## WRITTEN TASKS:
a. Return the portion of the passage on election in Christ that begins at the words "Monday, June 26, 2006" and stops after the words "and through Christ.".
b. In the passage on election in Christ, which document is quoted as saying that Christ was appointed Mediator and Head of all the elect?
c. Extend the passage on election in Christ with a further paragraph that follows on from its final sentence.

## PAGE EXCERPT:
━━━━━━━━
Monday, June 26, 2006

3. The Biblical Doctrine of Election emphasises Union with Christ

While Karl Barth draws entirely false conclusions from Scripture's teaching that election is in Christ, we must not allow this error to detract from this glorious aspect of the doctrine and it is worth dwelling upon the positive side of this truth. Election in Scripture is not an impersonal,
fatalistic form of predestination such as Muslims profess, it is uniquely Christ-centred. As William Perkins put it, "to dreame of any election out of him, is against all sense". Election is in Christ and through Christ.

This is clearly expressed in the Canons of Dordt: "From eternity He has also appointed Christ to be the Mediator and Head of all the elect and the foundation of their salvation." (I.7). The Father first chose Christ to the office of Mediator, and so He is called God's elect, Isa. 42:1. Since the elect were chosen in Christ, it necessarily follows that He was first chosen. Therefore they were predestinated to be conformed to the image of his Son as the "first-born among many brethren" Rom. 8:29. Thomas Goodwin expresses this quaintly: "In the womb of election He, the Head, came out first, and then we, the members".
━━━━━━━━
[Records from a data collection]

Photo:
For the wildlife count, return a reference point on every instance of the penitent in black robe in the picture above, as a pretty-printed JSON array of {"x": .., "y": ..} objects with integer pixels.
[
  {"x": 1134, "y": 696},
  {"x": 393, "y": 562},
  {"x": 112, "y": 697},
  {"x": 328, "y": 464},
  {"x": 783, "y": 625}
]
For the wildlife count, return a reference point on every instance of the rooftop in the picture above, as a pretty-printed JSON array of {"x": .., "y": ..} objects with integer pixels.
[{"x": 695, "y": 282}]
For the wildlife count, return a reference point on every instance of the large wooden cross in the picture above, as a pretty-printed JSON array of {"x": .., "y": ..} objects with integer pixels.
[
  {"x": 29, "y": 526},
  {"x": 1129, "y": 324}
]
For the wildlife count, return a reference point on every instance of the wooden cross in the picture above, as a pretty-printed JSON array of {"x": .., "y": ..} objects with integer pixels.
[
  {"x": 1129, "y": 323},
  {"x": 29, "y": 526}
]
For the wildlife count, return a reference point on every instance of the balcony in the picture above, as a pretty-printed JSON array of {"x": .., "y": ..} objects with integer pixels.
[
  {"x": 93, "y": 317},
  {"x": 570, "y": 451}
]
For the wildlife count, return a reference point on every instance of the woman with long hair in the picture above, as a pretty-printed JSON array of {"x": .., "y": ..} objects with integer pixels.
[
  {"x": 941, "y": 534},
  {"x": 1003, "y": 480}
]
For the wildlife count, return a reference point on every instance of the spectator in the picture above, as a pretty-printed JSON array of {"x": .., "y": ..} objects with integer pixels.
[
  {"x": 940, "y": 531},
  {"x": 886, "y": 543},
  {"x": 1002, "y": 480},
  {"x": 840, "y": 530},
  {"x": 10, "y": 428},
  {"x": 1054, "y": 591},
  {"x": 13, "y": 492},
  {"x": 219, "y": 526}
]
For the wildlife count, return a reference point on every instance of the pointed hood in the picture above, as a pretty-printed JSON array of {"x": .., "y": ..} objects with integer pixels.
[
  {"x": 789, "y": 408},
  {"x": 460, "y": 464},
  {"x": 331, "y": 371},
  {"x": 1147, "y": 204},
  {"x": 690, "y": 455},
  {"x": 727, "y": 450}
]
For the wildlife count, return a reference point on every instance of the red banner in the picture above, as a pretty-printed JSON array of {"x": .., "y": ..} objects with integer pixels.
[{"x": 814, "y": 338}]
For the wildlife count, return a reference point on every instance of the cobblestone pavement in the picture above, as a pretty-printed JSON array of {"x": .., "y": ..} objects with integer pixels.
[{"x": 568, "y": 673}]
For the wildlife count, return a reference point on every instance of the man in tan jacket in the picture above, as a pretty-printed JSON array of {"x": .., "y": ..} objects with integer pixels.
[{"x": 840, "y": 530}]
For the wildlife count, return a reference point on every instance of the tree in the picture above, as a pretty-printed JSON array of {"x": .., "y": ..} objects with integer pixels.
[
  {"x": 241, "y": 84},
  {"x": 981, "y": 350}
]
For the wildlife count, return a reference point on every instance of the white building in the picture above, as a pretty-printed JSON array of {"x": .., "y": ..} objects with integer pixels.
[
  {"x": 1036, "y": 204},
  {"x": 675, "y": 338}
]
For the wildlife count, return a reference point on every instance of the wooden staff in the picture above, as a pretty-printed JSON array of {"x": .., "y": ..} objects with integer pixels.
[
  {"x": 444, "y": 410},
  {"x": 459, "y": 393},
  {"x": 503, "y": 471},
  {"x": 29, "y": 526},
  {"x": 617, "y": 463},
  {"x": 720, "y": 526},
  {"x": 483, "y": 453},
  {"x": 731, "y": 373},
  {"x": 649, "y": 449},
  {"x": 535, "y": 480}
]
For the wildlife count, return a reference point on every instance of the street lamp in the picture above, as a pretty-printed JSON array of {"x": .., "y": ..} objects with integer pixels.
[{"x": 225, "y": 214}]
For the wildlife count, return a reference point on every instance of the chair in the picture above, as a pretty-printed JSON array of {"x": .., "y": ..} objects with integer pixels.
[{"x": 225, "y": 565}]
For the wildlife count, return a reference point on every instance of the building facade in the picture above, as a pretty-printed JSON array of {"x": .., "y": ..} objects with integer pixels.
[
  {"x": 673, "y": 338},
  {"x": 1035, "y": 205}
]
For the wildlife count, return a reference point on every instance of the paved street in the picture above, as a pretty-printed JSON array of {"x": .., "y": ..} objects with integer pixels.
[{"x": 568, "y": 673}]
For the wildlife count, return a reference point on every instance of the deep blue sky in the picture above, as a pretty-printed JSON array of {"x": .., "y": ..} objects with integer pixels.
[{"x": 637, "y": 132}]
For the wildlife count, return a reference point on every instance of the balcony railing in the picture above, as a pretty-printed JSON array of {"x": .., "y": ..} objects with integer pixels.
━━━━━━━━
## ANSWERS TO THE EXERCISES:
a.
Monday, June 26, 2006

3. The Biblical Doctrine of Election emphasises Union with Christ

While Karl Barth draws entirely false conclusions from Scripture's teaching that election is in Christ, we must not allow this error to detract from this glorious aspect of the doctrine and it is worth dwelling upon the positive side of this truth. Election in Scripture is not an impersonal,
fatalistic form of predestination such as Muslims profess, it is uniquely Christ-centred. As William Perkins put it, "to dreame of any election out of him, is against all sense". Election is in Christ and through Christ.

b. The Canons of Dordt

c.
The Lord Jesus Christ was not, as it were, an after thought in relation to election, or simply the means to make the decree of election effectual. AW Pink asserts that Christ was predestinated for higher ends than simply the saving of His people. As the God-Man he was chosen for God Himself to delight in, so that God might behold all His perfections in union with a creature. Being united to the second person of the Godhead, the man Christ Jesus was exalted to a closer union and communion with God than any other so that the Lord speaks of Him as "the man that is my fellow" (Zech. 13:7), and "mine elect, in whom my soul delighteth" (Isa. 42:1).

Calvin referred to Christ as the mirror of our election in two important senses. First, from God's point of view "he must have first looked on our Lord Jesus Christ before he could choose and call us" (Sermons on Ephesians 33). This reflects that Christ was chosen first in order of nature but does not mean that Christ or his merits are the ground or conditions of election. The merits of Christ are the effects and not the causes of election. It was God's free love that sent Christ and therefore he could not be the cause of electing love. It has been well said that election does not find men in Christ, but puts them there.

Second, Calvin says that from our point of view Christ "is the mirror on which we must cast our eyes and look, when we desire to come to the knowledge of our election (Sermons on Ephesians 48)". We are to come to Christ "To whom coming, as unto a living stone, disallowed indeed of men, but chosen of God, and precious, Ye also, as lively stones, are built up a spiritual house" (1 Pet. 2:4-5). We must go to Christ before we seek to be sure of our personal election. It is a grievous error to instruct seekers to be sure of their election before they close in with Christ or instead of closing in with Christ. We must be sure to be in Christ before we can hope to be sure of our election.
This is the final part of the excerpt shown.